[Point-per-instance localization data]
┄┄┄┄┄┄┄┄┄┄

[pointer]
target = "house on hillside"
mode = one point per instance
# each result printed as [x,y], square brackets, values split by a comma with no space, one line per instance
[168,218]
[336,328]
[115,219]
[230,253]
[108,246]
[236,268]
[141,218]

┄┄┄┄┄┄┄┄┄┄

Activity -
An exact copy of the data, with every line intact, is the required answer.

Worked solution -
[pointer]
target = "house on hillside"
mode = one point per instance
# each result printed as [x,y], square brackets, values split by a comma with no space, one line per instance
[168,218]
[336,328]
[115,219]
[230,253]
[108,246]
[236,268]
[141,218]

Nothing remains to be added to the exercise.